According to the msource signal generator documentation, which method removes a signal from the object list once you are done with it?

[EXCERPT]

+===+

Multi-source signal generator (msource)

API Keywords: msource multi-source source signal generator siggen

The msource family of objects are used to generate signals useful for testing communications systems. The interface allows for creating as many overlapping signals as you want, and provides a simple way to adjust their power level and center frequency independently with sample-level granularity.

doc/msource/msourcecf_example.png

Figure [msource-example]. msourcecf example

Interface

The msource object allows you to create the following signal types:

  • id = msourcecf_add_tone(q) : add a discrete DC tone. To set the frequency of the tone, use the 'set frequency' method (see below for details)
  • id = msourcecf_add_noise(q, bw) : add a noise source with a two-sided bandwidth bw .
  • id = msourcecf_add_modem(q,ms,k,m,beta) : add a modulated data stream with the modulation scheme specified by ms , and interpolated with a square-root Nyquist filter ( LIQUID_FIRFILT_ARKAISER ) with k samples per symbol, a filter delay of m symbols, and an excess bandwidth factor beta . Internally the data stream is created with the symstream object.

You may add as many signal types as you like using the methods described above. Each invocation returns an integer identifier as a handle for manipulating properties of that particular signal type. For example, you may set the following properties for any signal type:

  • msourcecf_set_gain(q,id,gain_dB) : set the signal gain in dB
  • msourcecf_set_frequency(q,id,dphi) : set the signal's angular frequency relative to the sample rate. The value of dphi ranges from \(-\pi\) to \(\pi\) .

Additionally you may easily enable/disable each signal type using the following methods:

  • msourcecf_enable(q,id) : enable signal
  • msourcecf_disable(q,id) : disable signal

Generate samples to an output buffer of any size with msourcecf_write_samples(q,buf,buf_len) . When you're done with a signal, you can remove it from the object list with the msourcecf_remove(q,id) method.

Example

The following listing demonstrates generating various signal types using the msourcecf object:

#include <stdio.h>
#include <stdlib.h>
#include <math.h>
#include <liquid/liquid.h>

// user-defined callback; generate tones
int callback(void *          _userdata,
             float complex * _v,
             unsigned int    _n)
{
    unsigned int * counter = (unsigned int*)_userdata;
    unsigned int i;
    for (i=0; i<_n; i++) {
        _v[i] = *counter==0 ? 1 : 0;
        *counter = (*counter+1) % 8;
    }
    return 0;
}

int main()

+===+

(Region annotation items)
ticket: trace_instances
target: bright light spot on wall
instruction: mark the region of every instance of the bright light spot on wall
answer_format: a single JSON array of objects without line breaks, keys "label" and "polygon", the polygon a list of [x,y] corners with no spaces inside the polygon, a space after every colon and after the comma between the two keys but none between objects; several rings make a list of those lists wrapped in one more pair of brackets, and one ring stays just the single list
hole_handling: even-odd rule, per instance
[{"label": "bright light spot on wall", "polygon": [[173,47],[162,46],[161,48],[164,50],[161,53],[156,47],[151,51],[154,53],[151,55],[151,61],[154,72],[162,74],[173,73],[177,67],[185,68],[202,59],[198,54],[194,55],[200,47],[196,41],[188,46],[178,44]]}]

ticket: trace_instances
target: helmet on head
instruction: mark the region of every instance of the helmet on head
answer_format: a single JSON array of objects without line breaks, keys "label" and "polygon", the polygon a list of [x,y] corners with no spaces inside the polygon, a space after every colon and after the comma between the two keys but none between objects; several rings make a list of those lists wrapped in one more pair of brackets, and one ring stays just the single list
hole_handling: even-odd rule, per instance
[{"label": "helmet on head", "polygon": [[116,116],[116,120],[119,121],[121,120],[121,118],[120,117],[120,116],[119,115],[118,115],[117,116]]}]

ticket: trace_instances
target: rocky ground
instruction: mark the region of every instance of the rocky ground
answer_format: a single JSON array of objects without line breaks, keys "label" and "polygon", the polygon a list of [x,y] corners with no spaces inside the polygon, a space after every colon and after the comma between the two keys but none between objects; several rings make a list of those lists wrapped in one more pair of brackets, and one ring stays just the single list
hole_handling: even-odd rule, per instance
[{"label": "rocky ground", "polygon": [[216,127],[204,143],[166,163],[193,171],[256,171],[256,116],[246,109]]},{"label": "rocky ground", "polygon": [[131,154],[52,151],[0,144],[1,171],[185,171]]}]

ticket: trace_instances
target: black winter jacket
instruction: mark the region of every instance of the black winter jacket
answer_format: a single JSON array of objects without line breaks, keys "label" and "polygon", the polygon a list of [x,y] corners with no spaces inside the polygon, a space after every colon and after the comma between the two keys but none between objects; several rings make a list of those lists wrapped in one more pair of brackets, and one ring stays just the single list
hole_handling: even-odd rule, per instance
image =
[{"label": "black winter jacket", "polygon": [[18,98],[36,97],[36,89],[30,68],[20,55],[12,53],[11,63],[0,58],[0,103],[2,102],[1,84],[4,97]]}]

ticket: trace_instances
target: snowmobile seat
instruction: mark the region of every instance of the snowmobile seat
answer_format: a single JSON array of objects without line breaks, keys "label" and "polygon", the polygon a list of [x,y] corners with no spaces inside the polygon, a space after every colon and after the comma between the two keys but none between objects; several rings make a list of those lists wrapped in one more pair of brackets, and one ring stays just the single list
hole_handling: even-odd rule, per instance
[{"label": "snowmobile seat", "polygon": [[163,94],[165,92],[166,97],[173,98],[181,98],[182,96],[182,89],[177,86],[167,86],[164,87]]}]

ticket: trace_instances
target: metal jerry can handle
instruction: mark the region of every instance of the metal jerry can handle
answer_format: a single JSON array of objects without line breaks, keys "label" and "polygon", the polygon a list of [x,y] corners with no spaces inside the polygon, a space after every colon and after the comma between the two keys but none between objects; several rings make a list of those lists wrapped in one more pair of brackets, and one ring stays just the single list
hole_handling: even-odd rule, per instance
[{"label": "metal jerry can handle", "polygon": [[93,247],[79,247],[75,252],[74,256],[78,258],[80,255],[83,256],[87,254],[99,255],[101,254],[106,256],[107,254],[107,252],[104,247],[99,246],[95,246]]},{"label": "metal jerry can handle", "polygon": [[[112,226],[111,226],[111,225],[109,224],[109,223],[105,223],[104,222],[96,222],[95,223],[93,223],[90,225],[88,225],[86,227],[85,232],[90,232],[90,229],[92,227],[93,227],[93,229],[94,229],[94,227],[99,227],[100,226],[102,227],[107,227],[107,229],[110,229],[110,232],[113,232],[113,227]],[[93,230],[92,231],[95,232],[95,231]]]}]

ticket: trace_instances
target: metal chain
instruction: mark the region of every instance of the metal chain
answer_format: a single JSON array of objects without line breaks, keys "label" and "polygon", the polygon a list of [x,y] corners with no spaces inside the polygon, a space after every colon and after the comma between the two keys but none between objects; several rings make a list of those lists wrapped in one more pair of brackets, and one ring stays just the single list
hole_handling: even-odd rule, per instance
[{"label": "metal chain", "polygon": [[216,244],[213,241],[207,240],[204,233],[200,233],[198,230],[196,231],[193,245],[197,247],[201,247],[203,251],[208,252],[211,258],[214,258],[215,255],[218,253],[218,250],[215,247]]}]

+===+

[ANSWER IN FULL] The msourcecf_remove(q,id) method removes a signal from the object list.